## Task directions
Give back exactly the lines that run from the line containing "occurrences of dark" through the end of the listing below. Leave out every other line.

┄┄┄┄┄┄

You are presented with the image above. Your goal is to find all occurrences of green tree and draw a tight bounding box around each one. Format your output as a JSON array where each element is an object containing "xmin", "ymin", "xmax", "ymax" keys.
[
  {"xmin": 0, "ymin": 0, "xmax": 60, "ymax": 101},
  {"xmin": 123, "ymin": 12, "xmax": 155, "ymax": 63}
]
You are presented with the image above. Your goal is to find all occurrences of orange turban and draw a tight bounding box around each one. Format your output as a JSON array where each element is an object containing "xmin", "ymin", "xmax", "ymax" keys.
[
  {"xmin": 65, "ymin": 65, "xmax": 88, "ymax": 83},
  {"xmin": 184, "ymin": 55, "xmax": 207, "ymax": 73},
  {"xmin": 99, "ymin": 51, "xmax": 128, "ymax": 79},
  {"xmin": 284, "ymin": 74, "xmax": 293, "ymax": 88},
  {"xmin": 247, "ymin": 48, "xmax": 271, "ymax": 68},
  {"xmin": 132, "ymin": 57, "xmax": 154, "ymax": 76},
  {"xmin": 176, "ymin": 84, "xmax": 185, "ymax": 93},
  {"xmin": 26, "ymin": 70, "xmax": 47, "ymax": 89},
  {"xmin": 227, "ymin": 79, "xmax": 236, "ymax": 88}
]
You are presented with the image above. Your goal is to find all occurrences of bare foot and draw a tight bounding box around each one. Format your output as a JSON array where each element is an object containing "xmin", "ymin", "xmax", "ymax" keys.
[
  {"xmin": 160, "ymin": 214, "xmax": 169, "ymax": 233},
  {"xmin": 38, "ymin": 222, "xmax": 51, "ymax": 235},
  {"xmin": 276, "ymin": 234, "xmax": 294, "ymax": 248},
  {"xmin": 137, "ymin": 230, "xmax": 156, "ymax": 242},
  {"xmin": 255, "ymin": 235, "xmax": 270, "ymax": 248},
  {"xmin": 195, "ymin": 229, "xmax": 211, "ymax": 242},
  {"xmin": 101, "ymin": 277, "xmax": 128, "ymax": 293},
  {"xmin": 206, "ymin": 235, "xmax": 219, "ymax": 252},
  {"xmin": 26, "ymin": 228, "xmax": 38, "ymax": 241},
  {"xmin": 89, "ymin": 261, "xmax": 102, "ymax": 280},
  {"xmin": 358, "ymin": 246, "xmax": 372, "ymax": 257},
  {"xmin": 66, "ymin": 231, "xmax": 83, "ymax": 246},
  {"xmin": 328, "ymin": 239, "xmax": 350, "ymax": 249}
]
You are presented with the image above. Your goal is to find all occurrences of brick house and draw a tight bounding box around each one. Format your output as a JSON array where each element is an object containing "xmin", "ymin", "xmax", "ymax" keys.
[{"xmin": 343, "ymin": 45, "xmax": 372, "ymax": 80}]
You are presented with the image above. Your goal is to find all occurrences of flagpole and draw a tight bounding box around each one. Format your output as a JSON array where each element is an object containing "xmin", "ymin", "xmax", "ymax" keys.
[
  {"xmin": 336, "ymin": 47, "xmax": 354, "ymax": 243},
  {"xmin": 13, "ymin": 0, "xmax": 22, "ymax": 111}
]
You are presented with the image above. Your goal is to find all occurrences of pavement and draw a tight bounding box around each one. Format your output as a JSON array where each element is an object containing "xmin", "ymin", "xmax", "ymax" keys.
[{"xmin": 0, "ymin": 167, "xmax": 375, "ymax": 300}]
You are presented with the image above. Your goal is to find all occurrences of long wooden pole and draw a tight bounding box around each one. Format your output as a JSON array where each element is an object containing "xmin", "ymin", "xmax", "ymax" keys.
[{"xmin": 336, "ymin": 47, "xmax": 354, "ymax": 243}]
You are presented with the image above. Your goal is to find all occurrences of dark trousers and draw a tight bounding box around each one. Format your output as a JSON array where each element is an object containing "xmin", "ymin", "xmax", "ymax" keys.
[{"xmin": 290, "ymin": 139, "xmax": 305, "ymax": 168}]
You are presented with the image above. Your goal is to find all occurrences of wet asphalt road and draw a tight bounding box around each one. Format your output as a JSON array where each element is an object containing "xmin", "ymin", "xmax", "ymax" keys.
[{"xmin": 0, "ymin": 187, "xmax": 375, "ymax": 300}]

┄┄┄┄┄┄

## Written solution
You are presented with the image above. Your goal is to find all occurrences of dark trousers and draw a tight bounding box around each one. Format your output as a JSON array where each element is an object containing "xmin", "ymin", "xmax", "ymax" keys.
[{"xmin": 290, "ymin": 139, "xmax": 305, "ymax": 168}]
You are presented with the image above. Your goal is to find all occurrences of wet asphalt road and draw a tight bounding box around each one. Format your output as a JSON array where each element is an object containing "xmin", "ymin", "xmax", "ymax" keys.
[{"xmin": 0, "ymin": 187, "xmax": 375, "ymax": 300}]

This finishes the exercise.